**Short task:**
Reproduce every one of the following items word for word, line by line.
**********
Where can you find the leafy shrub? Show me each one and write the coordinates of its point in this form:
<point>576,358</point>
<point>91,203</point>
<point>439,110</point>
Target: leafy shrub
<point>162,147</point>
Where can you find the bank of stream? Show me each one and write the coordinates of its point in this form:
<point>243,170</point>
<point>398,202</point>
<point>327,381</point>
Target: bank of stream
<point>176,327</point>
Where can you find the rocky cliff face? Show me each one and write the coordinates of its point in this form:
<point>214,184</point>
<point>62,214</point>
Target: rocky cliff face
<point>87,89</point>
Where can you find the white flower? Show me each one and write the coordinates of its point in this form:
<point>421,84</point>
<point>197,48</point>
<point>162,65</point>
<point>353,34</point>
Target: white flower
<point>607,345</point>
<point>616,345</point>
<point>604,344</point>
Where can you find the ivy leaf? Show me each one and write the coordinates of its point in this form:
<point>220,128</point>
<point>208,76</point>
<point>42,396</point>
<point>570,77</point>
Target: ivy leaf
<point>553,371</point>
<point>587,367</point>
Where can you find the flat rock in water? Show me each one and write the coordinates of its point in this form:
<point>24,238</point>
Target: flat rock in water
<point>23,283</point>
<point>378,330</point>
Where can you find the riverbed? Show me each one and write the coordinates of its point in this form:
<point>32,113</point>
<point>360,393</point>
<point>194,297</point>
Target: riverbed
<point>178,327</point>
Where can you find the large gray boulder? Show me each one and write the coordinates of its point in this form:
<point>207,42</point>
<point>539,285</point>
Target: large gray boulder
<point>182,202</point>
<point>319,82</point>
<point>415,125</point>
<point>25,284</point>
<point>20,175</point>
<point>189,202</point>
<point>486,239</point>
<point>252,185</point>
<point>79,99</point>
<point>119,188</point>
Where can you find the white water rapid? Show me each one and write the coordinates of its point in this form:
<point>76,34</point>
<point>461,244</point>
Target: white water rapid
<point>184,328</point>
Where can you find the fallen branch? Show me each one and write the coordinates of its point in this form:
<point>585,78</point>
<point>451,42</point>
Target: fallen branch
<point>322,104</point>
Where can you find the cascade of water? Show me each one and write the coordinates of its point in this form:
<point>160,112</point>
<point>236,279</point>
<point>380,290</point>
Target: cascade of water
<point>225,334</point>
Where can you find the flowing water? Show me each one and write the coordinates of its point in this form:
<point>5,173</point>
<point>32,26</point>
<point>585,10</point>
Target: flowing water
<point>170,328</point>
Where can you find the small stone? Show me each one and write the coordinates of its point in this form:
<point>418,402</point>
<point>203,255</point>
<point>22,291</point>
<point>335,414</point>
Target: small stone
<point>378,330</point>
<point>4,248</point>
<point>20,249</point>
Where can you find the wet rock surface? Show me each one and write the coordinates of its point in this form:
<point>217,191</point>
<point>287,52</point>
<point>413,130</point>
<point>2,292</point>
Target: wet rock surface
**********
**Complete response:**
Where can you find the leafy shrub? Show me each one and write the coordinates of its point in this form:
<point>576,358</point>
<point>91,203</point>
<point>439,110</point>
Target: leafy shrub
<point>162,147</point>
Where can you find the bank of stream? Show me each one and write the coordinates of its point in this form:
<point>243,170</point>
<point>398,202</point>
<point>327,381</point>
Target: bank of stream
<point>176,327</point>
Where can you find the rocky cliff face? Show me each one and write the coordinates of its point in this form:
<point>214,184</point>
<point>62,214</point>
Target: rocky cliff face
<point>87,89</point>
Where can you find the white flower? Show me each one and write the coordinates of its point in this form:
<point>421,84</point>
<point>197,48</point>
<point>162,65</point>
<point>353,34</point>
Target: white flower
<point>607,345</point>
<point>616,345</point>
<point>604,344</point>
Where can you find the ivy leaf? Show me each one and write the coordinates of its point in this form:
<point>220,128</point>
<point>208,76</point>
<point>42,396</point>
<point>570,77</point>
Target: ivy leaf
<point>553,371</point>
<point>587,367</point>
Where can you find the flat rock in water? Show me each one and write the coordinates of its point in this form:
<point>24,238</point>
Target: flat rock in water
<point>23,283</point>
<point>378,330</point>
Where can you find the riverbed? Show me each one and write the coordinates of its point in this form:
<point>32,113</point>
<point>360,393</point>
<point>194,297</point>
Target: riverbed
<point>178,327</point>
Where can you find the large gray boulder? Show me each one and write the coordinates of its point in this form:
<point>207,42</point>
<point>539,285</point>
Target: large gray boulder
<point>182,202</point>
<point>319,82</point>
<point>415,125</point>
<point>25,284</point>
<point>20,175</point>
<point>189,202</point>
<point>486,239</point>
<point>252,185</point>
<point>79,99</point>
<point>119,188</point>
Where can you find the white water rapid? Show me each one and write the coordinates of its point in this form:
<point>76,34</point>
<point>461,244</point>
Target: white water rapid
<point>184,328</point>
Where can you find the fallen branch? Show me each one and write the coordinates of its point in this form:
<point>585,78</point>
<point>451,42</point>
Target: fallen branch
<point>322,104</point>
Where can you find the cascade of water? Show me each one and write the coordinates of its point in this form:
<point>160,112</point>
<point>236,279</point>
<point>380,290</point>
Target: cascade of water
<point>225,334</point>
Where can you find the flowing water? Show me each one and write the coordinates of its point in this form:
<point>5,173</point>
<point>32,26</point>
<point>585,10</point>
Target: flowing water
<point>170,328</point>
Where can you find the small stone? Show me each one and write the coordinates of its point in this form:
<point>418,402</point>
<point>203,255</point>
<point>22,291</point>
<point>335,414</point>
Target: small stone
<point>378,330</point>
<point>4,248</point>
<point>20,249</point>
Where can you find the wet rock surface? Show me each one and write the coordinates of its point in this form:
<point>217,191</point>
<point>287,52</point>
<point>413,130</point>
<point>2,292</point>
Target: wet rock surface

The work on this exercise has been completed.